**GOAL**
Reproduce the closing part of the entries exactly: the line with "the street, imagine" and all lines after it, ending with the last line, and nothing else.

**EXERCISE INPUT**
- - -

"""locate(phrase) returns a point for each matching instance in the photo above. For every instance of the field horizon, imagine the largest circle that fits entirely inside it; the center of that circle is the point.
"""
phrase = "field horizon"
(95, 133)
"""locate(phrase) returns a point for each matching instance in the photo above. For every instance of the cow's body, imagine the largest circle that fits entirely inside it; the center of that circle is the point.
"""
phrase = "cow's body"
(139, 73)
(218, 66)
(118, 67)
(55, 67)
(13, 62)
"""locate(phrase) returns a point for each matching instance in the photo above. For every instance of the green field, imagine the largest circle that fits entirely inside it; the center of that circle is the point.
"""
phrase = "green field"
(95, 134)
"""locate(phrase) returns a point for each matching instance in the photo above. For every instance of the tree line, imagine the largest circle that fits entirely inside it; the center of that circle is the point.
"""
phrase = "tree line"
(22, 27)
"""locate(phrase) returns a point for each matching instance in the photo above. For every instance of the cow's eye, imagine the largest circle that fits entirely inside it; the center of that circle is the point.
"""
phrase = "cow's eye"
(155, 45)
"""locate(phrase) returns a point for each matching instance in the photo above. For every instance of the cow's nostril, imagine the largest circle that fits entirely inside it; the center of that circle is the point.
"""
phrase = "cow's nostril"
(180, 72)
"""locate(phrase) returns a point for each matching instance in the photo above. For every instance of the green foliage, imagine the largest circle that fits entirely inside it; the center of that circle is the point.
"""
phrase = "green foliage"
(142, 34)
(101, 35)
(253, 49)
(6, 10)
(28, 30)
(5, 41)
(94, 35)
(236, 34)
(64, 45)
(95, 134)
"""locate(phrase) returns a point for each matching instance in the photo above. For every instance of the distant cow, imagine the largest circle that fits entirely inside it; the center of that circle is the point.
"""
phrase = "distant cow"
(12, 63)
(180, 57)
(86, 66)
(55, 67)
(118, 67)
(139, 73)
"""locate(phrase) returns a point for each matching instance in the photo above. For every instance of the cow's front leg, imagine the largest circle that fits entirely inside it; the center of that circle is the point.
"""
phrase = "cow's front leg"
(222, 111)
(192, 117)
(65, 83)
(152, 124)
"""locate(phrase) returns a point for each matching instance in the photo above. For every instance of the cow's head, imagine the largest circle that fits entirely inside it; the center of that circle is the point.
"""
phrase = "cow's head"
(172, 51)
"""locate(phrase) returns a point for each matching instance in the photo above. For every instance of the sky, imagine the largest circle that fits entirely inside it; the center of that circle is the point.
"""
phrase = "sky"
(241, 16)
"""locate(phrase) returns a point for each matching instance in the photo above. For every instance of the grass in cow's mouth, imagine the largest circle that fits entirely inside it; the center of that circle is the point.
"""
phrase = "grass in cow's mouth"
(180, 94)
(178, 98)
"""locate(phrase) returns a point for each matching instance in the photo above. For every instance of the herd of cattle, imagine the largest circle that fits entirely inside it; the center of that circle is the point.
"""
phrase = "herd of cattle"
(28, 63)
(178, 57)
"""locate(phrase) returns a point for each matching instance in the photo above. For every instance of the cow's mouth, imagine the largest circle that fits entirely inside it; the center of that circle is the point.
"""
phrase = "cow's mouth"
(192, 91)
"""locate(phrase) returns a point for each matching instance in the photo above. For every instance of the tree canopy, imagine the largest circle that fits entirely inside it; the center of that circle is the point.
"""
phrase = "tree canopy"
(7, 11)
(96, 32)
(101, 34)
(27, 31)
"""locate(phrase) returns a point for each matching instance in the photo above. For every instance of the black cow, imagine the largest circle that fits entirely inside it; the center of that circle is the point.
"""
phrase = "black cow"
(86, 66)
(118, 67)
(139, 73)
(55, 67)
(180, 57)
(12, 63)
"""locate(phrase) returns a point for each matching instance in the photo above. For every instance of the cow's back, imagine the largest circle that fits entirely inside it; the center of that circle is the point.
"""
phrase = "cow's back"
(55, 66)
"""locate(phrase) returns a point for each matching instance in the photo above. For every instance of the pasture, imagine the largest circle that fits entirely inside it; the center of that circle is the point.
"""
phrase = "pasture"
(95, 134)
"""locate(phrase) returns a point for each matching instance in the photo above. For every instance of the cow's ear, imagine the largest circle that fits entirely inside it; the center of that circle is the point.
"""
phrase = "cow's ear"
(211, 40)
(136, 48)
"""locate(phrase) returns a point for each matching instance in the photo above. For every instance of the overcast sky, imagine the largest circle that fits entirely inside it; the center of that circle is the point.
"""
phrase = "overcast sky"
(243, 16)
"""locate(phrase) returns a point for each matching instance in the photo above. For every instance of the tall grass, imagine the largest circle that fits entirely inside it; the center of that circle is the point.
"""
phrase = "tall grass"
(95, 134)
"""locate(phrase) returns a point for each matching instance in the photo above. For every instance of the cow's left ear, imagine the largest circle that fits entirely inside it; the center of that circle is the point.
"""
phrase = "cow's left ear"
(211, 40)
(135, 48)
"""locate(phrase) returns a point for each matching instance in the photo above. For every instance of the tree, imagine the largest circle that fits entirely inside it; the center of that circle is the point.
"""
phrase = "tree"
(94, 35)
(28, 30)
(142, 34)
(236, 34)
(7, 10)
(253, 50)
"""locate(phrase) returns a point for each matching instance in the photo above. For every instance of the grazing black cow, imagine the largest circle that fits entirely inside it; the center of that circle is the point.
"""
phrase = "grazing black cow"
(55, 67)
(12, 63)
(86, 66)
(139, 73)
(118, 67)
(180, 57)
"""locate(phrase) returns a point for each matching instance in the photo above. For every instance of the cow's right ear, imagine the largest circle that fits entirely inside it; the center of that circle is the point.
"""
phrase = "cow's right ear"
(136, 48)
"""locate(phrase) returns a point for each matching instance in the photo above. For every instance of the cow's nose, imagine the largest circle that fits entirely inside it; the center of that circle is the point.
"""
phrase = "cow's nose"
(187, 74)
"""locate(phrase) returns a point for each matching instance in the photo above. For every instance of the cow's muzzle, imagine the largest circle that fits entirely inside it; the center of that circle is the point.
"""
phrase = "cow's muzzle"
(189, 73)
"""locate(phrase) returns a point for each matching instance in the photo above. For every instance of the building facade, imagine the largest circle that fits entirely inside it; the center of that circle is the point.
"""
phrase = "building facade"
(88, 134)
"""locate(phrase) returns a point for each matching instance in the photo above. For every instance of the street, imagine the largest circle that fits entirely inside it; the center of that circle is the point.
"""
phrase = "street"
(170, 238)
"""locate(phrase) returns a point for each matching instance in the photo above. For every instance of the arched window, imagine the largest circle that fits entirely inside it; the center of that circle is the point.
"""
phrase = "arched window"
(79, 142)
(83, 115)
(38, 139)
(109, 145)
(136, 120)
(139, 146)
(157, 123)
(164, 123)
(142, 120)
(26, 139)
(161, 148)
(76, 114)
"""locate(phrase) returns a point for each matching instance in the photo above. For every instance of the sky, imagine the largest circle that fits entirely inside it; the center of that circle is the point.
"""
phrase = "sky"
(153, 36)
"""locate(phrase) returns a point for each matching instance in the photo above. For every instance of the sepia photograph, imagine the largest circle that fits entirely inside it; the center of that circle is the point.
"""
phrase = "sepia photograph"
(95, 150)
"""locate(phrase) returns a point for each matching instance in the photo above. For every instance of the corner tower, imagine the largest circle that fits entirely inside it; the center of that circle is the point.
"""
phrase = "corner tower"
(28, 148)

- - -

**TASK OUTPUT**
"""locate(phrase) returns a point for each matching instance in the photo above. For every instance of the street, imagine the largest circle that fits entirely inside it; the center of that circle is the point.
"""
phrase = "street"
(170, 238)
"""locate(phrase) returns a point for each matching instance in the photo above. For every instance of the arched window, imagine the largest circle that fits entirely inside it; the center of that circle is the point.
"""
phrase = "arched window"
(79, 142)
(83, 115)
(38, 139)
(109, 145)
(136, 120)
(139, 146)
(157, 123)
(164, 123)
(142, 120)
(26, 139)
(161, 148)
(76, 114)
"""locate(phrase) returns a point for each matching instance in the photo above. For every instance of the sky, imagine the largest circle that fits entirely inside it; the center of that circle is the point.
"""
phrase = "sky"
(153, 36)
"""locate(phrase) returns a point for each matching instance in the photo above. For every instance of the sepia photograph, imagine the largest circle that fits entirely inside it; the center of that circle is the point.
"""
phrase = "sepia photograph"
(95, 150)
"""locate(phrase) returns a point for each matching instance in the photo above. For every instance of the corner tower, imagine the largest circle that fits entirely inside it; the center of that circle is the point.
"""
phrase = "corner tower"
(28, 148)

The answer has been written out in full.